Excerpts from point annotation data
— begin —

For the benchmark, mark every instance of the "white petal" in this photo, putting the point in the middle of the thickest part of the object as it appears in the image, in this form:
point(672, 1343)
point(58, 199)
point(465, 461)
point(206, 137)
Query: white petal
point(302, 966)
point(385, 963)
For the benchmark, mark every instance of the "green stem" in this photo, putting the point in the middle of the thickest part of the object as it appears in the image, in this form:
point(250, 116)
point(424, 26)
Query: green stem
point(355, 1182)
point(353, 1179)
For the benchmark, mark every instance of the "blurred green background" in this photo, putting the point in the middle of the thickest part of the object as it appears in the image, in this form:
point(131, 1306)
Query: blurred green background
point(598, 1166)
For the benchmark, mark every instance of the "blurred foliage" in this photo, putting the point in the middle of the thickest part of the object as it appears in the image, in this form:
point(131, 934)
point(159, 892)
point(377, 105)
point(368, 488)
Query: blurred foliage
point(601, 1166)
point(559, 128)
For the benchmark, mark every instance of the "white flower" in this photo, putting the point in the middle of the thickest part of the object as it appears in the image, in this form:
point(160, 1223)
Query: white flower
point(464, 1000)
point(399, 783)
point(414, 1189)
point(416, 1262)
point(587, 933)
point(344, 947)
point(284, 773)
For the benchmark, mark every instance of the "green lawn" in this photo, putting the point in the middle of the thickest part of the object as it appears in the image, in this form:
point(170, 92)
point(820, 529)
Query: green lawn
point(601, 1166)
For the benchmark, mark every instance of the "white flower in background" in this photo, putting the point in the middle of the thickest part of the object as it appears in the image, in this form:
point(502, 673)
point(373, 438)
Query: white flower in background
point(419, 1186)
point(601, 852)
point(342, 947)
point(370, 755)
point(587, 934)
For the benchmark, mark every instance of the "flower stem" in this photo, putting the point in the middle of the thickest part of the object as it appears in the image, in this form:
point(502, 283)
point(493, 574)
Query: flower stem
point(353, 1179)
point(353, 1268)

— end —

Reproduce the records starting at the beginning and ending at the line containing "point(302, 966)", substituting "evaluation" for "benchmark" and leaving everything else unchanged.

For the evaluation, mark every instance of the "white petal" in this photo, putting the point in the middle of the thickest part of the object as it appears in the image, in this form:
point(672, 1343)
point(58, 199)
point(465, 461)
point(206, 137)
Query: white petal
point(302, 966)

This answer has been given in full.